===== Data to process
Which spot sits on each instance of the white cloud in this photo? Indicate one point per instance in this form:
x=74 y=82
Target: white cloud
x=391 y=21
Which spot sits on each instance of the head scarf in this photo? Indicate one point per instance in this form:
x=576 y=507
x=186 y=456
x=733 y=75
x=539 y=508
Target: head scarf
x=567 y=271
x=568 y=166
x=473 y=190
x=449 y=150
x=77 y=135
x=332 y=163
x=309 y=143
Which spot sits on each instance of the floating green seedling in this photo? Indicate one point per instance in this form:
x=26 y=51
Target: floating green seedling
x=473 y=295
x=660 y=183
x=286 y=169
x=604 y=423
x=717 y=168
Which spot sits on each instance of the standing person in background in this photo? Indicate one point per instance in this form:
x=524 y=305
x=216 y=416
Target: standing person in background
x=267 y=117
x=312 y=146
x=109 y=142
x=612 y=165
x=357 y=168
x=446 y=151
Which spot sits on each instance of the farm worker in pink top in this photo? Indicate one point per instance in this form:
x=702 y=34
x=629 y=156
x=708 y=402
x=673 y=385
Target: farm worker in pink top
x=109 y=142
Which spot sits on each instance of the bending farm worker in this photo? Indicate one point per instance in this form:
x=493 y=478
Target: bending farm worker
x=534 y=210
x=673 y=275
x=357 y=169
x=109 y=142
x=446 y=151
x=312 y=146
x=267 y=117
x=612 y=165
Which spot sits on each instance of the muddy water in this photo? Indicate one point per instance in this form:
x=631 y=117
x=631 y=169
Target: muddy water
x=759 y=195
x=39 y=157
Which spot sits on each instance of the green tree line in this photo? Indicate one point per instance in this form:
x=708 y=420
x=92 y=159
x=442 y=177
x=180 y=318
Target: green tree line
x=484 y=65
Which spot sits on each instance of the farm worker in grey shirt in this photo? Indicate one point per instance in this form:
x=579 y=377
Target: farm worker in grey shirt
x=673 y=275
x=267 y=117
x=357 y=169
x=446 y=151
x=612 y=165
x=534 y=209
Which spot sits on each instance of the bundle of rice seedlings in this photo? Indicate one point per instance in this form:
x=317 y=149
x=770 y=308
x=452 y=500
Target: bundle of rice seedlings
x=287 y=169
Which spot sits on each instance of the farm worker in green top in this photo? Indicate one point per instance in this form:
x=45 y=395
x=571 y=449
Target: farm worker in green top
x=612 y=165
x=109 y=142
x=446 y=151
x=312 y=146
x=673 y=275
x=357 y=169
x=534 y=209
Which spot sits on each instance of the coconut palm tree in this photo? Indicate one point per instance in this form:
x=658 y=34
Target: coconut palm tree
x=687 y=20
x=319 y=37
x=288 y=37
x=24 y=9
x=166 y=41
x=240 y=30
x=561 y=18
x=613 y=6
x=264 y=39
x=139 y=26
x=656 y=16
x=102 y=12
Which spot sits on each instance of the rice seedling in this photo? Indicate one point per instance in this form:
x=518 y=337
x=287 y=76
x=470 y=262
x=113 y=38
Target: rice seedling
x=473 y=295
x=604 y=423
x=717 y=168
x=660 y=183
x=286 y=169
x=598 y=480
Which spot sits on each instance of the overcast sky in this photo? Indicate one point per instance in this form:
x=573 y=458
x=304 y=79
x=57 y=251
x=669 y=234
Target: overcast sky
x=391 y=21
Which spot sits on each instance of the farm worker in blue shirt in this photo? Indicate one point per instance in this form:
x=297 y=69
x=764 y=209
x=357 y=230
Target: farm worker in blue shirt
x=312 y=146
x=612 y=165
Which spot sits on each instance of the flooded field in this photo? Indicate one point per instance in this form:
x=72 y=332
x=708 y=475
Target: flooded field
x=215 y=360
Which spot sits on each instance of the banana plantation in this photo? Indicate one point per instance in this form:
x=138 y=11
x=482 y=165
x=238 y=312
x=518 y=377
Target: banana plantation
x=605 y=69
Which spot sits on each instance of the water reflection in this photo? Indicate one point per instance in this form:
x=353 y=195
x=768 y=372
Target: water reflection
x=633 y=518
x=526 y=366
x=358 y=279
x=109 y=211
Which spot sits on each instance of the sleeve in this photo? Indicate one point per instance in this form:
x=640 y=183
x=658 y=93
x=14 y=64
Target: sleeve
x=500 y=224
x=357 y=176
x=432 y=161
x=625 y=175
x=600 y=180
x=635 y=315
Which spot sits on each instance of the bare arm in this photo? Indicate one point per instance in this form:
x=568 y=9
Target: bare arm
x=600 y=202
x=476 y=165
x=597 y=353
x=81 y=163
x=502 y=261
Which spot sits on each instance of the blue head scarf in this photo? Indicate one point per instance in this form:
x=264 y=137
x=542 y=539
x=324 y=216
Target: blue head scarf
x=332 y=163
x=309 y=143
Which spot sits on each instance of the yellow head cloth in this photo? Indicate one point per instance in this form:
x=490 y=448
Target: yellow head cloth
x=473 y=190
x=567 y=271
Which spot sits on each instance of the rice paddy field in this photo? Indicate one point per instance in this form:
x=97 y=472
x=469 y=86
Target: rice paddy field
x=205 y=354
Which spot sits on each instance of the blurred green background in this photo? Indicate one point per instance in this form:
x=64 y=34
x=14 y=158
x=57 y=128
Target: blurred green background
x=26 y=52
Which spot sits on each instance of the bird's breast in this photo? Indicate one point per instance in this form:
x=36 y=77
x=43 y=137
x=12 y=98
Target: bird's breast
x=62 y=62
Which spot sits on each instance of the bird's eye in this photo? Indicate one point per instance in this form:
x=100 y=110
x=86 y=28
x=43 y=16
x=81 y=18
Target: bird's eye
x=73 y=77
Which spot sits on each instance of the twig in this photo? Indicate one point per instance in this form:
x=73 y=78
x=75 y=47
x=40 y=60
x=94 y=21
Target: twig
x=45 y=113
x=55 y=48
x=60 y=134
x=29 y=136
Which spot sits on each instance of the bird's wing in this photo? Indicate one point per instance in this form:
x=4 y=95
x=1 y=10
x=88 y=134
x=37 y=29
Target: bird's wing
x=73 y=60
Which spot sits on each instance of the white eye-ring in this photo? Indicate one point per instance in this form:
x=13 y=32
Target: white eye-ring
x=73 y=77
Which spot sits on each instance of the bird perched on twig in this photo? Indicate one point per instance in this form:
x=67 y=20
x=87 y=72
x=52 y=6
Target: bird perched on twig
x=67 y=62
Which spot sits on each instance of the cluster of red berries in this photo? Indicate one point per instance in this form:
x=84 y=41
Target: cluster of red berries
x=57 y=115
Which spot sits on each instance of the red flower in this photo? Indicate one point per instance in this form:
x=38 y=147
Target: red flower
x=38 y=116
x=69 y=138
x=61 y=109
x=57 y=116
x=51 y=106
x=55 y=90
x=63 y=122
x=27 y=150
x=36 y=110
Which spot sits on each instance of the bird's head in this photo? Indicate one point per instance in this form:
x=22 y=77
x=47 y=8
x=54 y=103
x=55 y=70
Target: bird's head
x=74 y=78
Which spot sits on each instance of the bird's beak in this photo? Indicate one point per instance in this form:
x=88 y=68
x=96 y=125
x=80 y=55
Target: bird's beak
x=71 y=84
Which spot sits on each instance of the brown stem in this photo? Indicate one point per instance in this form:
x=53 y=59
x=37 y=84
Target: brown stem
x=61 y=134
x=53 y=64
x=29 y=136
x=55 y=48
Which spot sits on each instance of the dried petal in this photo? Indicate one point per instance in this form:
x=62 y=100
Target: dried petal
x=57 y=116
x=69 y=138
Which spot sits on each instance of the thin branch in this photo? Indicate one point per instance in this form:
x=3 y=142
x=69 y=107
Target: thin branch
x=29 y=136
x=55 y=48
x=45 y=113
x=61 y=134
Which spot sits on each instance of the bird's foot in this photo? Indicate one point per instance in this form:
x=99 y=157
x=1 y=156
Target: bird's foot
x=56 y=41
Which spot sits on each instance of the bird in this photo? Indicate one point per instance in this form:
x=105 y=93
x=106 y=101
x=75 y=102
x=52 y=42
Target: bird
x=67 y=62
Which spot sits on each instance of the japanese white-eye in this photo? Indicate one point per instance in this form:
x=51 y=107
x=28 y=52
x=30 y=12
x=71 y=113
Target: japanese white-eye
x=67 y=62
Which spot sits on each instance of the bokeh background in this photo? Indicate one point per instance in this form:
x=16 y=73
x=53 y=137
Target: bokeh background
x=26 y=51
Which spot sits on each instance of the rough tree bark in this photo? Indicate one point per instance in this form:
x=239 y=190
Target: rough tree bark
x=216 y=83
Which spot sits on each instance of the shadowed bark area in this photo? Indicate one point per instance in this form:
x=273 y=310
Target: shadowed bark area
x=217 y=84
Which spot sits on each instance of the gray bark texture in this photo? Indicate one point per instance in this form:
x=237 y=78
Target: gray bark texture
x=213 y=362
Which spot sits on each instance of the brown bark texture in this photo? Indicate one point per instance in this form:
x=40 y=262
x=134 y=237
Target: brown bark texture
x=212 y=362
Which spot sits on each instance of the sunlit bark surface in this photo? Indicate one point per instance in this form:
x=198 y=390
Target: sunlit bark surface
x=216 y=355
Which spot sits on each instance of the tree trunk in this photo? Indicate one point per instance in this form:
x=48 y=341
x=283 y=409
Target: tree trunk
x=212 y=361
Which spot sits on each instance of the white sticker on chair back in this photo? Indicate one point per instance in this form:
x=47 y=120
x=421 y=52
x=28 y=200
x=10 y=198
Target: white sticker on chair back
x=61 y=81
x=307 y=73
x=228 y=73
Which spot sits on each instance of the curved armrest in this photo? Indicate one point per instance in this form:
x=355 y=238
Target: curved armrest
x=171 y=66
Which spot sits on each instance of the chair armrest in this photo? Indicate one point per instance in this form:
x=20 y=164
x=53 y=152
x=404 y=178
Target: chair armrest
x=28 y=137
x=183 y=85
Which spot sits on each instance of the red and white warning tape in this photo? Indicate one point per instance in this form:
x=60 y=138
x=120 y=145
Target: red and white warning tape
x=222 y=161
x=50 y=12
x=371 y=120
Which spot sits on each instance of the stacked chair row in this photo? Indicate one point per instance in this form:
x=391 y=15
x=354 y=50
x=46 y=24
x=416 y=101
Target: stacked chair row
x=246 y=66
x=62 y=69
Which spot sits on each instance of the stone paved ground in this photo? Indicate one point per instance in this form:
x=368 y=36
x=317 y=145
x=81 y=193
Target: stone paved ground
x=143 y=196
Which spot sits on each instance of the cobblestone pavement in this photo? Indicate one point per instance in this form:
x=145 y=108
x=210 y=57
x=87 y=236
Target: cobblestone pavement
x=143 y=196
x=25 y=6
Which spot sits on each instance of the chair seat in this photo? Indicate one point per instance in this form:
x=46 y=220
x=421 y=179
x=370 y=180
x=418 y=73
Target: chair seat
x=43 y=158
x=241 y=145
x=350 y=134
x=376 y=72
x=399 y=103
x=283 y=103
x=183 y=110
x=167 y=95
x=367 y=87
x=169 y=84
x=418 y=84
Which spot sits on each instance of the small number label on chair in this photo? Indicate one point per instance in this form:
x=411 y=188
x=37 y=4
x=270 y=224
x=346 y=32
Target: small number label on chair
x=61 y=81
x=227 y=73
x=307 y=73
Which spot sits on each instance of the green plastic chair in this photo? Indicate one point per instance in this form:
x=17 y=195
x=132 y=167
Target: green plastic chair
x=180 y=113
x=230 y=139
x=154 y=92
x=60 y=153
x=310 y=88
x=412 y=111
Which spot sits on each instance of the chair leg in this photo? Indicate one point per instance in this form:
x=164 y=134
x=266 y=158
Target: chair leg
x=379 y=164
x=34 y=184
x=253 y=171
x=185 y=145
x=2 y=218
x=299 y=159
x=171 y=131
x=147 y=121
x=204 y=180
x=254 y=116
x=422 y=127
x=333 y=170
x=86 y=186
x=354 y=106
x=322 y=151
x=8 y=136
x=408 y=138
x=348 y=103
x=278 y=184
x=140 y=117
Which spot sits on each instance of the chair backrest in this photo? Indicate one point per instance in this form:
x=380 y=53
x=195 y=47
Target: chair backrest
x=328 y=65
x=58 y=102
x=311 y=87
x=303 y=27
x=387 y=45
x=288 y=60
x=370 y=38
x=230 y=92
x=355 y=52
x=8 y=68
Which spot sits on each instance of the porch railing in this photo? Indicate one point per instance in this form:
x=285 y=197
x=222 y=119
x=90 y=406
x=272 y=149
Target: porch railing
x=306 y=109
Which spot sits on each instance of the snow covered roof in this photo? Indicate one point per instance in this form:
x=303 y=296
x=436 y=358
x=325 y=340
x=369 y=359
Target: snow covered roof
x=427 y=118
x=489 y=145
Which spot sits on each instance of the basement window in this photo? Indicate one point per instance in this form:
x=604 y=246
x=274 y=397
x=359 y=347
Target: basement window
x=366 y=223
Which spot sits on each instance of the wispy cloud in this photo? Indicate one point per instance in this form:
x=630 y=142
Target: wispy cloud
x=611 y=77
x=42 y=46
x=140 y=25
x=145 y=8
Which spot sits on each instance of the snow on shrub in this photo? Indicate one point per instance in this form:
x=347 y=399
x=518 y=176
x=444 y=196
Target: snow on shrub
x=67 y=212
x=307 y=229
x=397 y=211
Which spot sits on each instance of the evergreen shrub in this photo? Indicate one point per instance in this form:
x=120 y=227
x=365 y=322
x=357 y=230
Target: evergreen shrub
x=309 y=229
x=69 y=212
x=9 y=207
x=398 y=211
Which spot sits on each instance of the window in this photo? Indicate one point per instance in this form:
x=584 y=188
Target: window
==========
(Task instructions) Each line from the one containing "Which spot sits on each instance of the chair leg" through the last line of the entries is to be copied exactly, with no other lines added.

(Completed exercise)
Which spot sits on each instance of the chair leg in this photo? Indicate one point per instance in this form:
x=164 y=134
x=266 y=158
Target: chair leg
x=379 y=164
x=34 y=184
x=253 y=171
x=185 y=145
x=2 y=218
x=299 y=159
x=171 y=131
x=147 y=121
x=204 y=180
x=254 y=116
x=422 y=127
x=333 y=170
x=86 y=186
x=354 y=106
x=322 y=151
x=8 y=136
x=408 y=138
x=348 y=103
x=278 y=184
x=140 y=117
Which spot sits on each instance of the chair backrest in this photo? Indicate one point per instance in this form:
x=380 y=53
x=195 y=47
Target: chair backrest
x=328 y=65
x=58 y=102
x=311 y=87
x=303 y=27
x=387 y=45
x=288 y=60
x=370 y=38
x=230 y=92
x=355 y=52
x=8 y=68
Which spot sits on each instance of the porch railing in this photo? Indicate one point per instance in this form:
x=285 y=197
x=222 y=119
x=90 y=406
x=272 y=149
Target: porch railing
x=306 y=109
Which spot sits on each instance of the snow covered roof in this photo? Indicate one point per instance in this form:
x=303 y=296
x=436 y=358
x=325 y=340
x=369 y=359
Target: snow covered roof
x=427 y=118
x=489 y=145
Which spot sits on each instance of the basement window in this photo? Indicate one point per instance in this form:
x=604 y=246
x=274 y=397
x=359 y=347
Target: basement window
x=366 y=223
Which spot sits on each instance of the wispy cloud in this photo? Indicate one point per instance in this form:
x=630 y=142
Target: wispy cloud
x=611 y=77
x=42 y=46
x=140 y=25
x=145 y=8
Which spot sits on each instance of the snow on shrub in this photo? Indicate one point per instance in this form:
x=347 y=399
x=518 y=176
x=444 y=196
Target: snow on shrub
x=67 y=212
x=307 y=229
x=397 y=211
Which spot sits on each instance of the evergreen shrub in this photo? Indicate one point per instance in this form:
x=120 y=227
x=365 y=322
x=357 y=230
Target: evergreen shrub
x=309 y=229
x=69 y=212
x=9 y=207
x=398 y=211
Which spot sits on each instance of the window in this photo? Indicate one point per instance in this form:
x=584 y=188
Target: window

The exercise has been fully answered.